**TASK DETAILS**. Everything from the line containing "of the police" through the last line of the records below should be printed exactly, please, and nothing else.

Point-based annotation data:

————————

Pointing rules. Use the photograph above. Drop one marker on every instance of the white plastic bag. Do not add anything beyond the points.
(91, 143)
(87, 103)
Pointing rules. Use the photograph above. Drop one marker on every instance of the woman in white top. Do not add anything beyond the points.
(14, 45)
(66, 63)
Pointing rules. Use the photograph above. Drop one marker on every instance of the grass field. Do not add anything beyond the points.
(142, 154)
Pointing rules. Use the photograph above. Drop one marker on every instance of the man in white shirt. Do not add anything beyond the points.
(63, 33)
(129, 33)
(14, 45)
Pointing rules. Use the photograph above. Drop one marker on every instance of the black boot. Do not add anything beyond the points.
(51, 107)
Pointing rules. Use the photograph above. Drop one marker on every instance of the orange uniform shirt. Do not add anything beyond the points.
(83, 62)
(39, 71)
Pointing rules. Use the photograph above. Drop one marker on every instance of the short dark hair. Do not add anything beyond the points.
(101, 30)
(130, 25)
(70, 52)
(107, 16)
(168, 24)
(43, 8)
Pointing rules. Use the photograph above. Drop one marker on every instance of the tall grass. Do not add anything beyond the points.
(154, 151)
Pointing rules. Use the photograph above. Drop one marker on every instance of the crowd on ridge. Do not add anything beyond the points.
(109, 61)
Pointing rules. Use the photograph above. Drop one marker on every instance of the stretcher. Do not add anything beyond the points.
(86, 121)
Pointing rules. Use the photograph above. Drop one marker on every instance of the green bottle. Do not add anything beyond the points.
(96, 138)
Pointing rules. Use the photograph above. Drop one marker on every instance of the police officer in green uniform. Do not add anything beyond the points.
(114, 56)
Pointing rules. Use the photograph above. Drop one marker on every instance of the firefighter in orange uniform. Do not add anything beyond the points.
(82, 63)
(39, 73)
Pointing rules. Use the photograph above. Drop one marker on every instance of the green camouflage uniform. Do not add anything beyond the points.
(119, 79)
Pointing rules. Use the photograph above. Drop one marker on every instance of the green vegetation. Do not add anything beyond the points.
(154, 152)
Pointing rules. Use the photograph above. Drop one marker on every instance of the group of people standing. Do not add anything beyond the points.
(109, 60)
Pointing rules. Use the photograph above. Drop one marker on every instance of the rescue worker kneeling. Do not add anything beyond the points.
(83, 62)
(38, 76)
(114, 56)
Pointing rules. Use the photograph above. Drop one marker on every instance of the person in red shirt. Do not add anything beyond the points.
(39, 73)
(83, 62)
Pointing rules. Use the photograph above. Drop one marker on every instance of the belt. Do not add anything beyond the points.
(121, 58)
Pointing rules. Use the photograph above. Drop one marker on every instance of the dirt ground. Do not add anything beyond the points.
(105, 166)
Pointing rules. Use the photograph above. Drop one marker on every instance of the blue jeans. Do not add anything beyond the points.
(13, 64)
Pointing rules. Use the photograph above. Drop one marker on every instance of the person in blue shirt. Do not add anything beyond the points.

————————

**ANSWER**.
Pointing rules. Use the photograph above. Drop one marker on every instance of the police officer in green uniform. Do not add anything beyond the points.
(114, 56)
Pointing rules. Use the photograph above. Drop one marker on every instance of the firefighter in orange uniform. Do not add anything beyond the points.
(82, 63)
(39, 73)
Pointing rules. Use the photograph above. Drop one marker on every instance of the green camouflage uniform. Do not add anything beyond the points.
(119, 79)
Pointing rules. Use the photograph above. Drop one marker on every instance of the green vegetation. Do not add anything beyond the points.
(154, 152)
Pointing rules. Use the photograph above. Drop one marker on every instance of the group of people standing. Do not add anything beyond the points.
(109, 60)
Pointing rules. Use the photograph above. Drop one marker on every instance of the rescue worker kneeling. Do not add anything beyond the points.
(83, 62)
(38, 76)
(114, 56)
Pointing rules. Use the photograph above. Drop one marker on every instance of the person in red shirt. Do not add anything beyond the points.
(39, 73)
(83, 62)
Pointing rules. Use the photograph above. Drop one marker on every instance of the belt. Do not add anything beyond the points.
(121, 58)
Pointing rules. Use the photograph above. Drop one marker on every instance of the dirt ground. Do not add anything beyond the points.
(105, 166)
Pointing rules. Use the photograph above. Drop one marker on every instance of the blue jeans. Do not add anything beyond the points.
(13, 64)
Pointing rules. Use the photograph above. Drop one marker on every instance of the person in blue shirt. Do not add anything beyond the points.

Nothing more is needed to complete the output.